[Point-per-instance localization data]

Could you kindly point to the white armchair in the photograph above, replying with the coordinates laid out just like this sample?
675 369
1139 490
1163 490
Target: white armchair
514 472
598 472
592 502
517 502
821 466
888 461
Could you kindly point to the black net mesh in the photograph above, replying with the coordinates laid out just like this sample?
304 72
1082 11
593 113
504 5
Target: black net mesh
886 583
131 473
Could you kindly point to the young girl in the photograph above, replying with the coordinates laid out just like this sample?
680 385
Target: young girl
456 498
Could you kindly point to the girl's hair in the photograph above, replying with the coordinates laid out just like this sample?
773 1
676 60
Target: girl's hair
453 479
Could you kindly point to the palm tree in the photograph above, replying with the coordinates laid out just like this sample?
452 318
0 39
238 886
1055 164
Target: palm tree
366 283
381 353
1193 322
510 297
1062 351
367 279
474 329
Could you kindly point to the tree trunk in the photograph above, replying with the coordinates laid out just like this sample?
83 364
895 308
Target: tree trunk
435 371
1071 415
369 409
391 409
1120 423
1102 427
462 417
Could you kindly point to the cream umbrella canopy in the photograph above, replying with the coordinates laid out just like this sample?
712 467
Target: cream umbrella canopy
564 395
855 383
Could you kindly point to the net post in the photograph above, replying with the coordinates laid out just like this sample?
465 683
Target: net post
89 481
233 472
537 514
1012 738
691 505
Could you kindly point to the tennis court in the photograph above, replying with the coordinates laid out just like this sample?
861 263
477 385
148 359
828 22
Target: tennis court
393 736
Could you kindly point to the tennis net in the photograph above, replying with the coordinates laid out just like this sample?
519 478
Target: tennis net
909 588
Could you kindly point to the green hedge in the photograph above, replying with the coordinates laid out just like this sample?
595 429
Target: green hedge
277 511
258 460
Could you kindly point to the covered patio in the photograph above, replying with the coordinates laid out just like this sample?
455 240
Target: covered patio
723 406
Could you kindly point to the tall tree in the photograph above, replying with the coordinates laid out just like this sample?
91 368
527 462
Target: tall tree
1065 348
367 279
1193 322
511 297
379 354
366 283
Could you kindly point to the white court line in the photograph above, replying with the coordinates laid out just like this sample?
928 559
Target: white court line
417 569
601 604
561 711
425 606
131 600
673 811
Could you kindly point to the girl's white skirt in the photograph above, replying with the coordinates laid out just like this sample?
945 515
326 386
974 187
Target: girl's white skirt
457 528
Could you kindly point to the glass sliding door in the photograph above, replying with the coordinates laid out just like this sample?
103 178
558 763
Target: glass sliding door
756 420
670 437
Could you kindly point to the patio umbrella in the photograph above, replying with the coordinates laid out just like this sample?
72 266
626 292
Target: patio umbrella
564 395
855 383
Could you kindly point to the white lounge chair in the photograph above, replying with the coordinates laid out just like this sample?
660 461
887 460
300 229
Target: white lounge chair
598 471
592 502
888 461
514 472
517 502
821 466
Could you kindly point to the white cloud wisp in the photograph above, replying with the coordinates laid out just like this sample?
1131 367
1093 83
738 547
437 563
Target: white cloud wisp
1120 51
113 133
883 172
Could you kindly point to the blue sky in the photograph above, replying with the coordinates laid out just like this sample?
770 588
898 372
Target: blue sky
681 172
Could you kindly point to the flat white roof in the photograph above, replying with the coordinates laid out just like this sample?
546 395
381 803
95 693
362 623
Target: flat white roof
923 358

Task details: From the line that contains "Could you kindly point to the white cloud" down to the last line above, print each line exactly as it appears.

Result:
Could you kindly point to the white cloud wisp in the photograph above, replying with the coordinates laid out just like this sample?
1131 367
1093 83
738 547
437 563
Target: white cloud wisp
1120 51
113 133
883 172
Could you kindly point to the blue sky in the photograph above, replying with the coordinates laid out just like this sample?
770 588
898 372
Target: blue sky
681 172
Could you kindly point to the flat white roof in the photograph above, replying with the coordinates laid out just like this sample?
546 395
381 803
95 693
362 623
Target: flat white roof
923 358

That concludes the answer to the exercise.